→ Reading passage:
Figure 5a shows the optical setup of the EL-VHOE construction process. The first beam, which served as the SVHOE, was incident normally (θr = 0), passed through the 100 × objective lens (L1), and produced a focal point for the signal of the EL-VHOE (SVHOE). The second beam, which served as the RVHOE, was shaped like a light sheet by the cylindrical lenses set CL1 and CL2, and then illuminated the VHP horizontally. The interference fringe of RVHOE and SVHOE was recorded by the VHP to construct the EL-VHOE. The optical power of the RVHOE and SVHOE are both 120 mW. The recording time was 1 min.

Figure 5b shows the optical setup for the operation of the DHM. L1 was shifted a distance (Sd), according to Eq. (3) to produce an object. The Objill illuminated the sample to produce the diffraction signal S. The RVHOE illuminated the EL-VHOE to produce the DVHOE. DVHOE served as reference R of the DHM, and it interfered with the signal S on the image sensor plane. The optical power of RVHOE and Objill are 25 mW and 15 µW, respectively. Figure 6 shows the experimental results for both zr and zs chosen as 10 mm. The interference fringes of R and S are captured by the image sensor (daA1280-54um, Basler, pixel size 3.75 µm, pixel number 1280 × 960), as shown in Fig. 6a. The fringe was digitally inverse propagated to the plane of the focus point, and the first-order signal was separated. Then, it was propagated digitally to the plane of the sample to reconstruct the image. By digital noise filtering, we obtained the reconstructed image, as shown in Fig. 6b, where the vertical fringe of group 7/element 3 (G7/E3) can be resolved. The corresponding resolution is 3.11 µm and is smaller than the pixel size of the image sensor. Some scattering noise and interface reflection noise caused by the EL-VHOE limited the image quality to marginally less than that of the simulation result. The experimental results of the FOV for zr equal to 10,000, 20,000, and 40,000 is 1,870 µm × 2,117 µm, 2,993 µm × 3,920 µm, and 3,320 µm × 4,388 µm, respectively. Figure 7 shows the comparison chart of the FOV on the long side with variant zr, where zs is always the same as zr. The blue line represents the experimental result, the green line represents the simulation result, and the red line shows the theoretical prediction using Eq. (3). It confirms that the FOV in the experiment is approximately the same as that in the simulation result and the theoretical prediction.

→ What is required:
In the passage on the EL-VHOE optical setup, how long was the recording time used to construct the EL-VHOE?

[Stored records]
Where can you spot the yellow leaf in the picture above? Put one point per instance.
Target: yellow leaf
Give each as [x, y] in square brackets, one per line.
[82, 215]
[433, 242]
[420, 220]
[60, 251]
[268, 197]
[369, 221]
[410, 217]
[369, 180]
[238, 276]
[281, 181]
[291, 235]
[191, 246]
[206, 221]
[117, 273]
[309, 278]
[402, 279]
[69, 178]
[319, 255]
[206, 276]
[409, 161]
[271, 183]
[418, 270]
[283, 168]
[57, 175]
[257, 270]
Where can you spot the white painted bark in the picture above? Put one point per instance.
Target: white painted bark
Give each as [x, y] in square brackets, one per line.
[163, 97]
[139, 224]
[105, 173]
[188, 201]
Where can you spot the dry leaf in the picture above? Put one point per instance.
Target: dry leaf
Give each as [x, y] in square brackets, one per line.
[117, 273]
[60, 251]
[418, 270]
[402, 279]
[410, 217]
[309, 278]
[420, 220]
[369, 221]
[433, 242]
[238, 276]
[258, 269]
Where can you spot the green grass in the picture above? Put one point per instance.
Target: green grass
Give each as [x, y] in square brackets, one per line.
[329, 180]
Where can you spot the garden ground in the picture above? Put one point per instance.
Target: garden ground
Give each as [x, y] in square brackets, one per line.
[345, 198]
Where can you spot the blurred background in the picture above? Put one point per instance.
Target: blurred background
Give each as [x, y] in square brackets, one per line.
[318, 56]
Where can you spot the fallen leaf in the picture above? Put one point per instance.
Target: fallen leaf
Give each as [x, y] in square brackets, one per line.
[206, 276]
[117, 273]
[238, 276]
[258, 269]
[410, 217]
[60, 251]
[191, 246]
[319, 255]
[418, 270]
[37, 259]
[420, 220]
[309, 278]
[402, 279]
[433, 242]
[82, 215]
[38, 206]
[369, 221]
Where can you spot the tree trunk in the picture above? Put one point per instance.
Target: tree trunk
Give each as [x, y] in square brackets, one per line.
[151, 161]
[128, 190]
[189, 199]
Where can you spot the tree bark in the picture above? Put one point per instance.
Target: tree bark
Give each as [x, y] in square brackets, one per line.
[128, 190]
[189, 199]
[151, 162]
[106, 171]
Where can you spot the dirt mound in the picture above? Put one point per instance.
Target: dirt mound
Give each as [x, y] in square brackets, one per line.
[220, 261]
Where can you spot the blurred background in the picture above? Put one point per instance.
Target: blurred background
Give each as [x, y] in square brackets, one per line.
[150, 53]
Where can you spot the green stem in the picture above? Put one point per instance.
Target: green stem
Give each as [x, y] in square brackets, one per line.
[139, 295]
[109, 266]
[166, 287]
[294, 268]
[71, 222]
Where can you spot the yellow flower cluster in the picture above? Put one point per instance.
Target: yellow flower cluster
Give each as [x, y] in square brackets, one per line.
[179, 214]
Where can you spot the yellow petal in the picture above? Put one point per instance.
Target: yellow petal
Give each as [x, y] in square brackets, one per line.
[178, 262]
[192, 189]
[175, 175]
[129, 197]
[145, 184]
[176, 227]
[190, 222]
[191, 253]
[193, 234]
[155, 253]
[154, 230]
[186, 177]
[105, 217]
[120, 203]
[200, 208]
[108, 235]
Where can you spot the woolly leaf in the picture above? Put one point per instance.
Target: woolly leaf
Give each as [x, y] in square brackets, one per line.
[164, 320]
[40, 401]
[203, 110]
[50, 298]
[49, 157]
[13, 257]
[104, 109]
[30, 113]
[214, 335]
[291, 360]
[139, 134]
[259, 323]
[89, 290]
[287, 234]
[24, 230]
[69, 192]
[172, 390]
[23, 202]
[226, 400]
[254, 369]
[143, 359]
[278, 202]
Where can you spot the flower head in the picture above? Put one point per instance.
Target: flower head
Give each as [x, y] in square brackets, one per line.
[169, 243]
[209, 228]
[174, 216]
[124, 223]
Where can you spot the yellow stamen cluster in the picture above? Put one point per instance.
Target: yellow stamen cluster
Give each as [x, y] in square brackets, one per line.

→ Correct response:
1 min.